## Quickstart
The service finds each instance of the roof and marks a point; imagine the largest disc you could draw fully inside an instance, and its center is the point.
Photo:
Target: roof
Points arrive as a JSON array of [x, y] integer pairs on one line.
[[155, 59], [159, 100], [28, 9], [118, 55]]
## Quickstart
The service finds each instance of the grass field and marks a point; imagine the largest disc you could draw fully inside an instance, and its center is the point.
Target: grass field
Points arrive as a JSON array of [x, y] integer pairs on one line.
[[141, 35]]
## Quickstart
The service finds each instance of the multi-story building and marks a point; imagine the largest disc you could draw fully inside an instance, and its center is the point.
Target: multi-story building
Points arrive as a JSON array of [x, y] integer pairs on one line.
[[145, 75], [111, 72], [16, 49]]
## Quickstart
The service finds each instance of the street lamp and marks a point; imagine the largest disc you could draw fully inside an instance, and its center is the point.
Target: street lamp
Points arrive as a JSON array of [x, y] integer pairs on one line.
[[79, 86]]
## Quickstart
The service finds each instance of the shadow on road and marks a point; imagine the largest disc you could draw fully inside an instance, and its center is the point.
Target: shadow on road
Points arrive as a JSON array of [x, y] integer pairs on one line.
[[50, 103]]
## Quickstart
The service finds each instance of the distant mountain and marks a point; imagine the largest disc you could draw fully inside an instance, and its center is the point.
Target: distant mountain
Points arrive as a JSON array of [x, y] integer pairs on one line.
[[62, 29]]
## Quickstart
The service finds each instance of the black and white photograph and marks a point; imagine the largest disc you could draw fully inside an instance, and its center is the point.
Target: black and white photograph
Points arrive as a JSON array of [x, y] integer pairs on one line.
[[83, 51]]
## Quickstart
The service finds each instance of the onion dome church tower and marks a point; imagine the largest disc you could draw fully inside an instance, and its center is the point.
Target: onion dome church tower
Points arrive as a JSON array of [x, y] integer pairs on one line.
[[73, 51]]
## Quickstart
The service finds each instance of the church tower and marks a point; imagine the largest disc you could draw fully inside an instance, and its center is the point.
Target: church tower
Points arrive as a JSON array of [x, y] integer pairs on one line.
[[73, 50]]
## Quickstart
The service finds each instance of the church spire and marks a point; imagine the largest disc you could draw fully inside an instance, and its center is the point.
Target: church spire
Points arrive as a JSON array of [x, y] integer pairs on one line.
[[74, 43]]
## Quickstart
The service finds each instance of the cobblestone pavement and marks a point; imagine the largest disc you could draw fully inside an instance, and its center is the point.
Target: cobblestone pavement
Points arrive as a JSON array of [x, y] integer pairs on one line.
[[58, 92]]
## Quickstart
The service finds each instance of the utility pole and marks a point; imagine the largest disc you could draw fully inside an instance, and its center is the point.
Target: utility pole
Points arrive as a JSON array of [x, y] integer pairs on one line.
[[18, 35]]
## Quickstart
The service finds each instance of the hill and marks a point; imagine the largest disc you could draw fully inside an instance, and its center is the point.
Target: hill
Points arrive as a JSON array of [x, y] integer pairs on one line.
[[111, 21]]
┄┄┄┄┄┄
_What is expected:_ Within these records, how many lines include the word "tower"? The reply should be that number alone.

_Expected answer:_ 4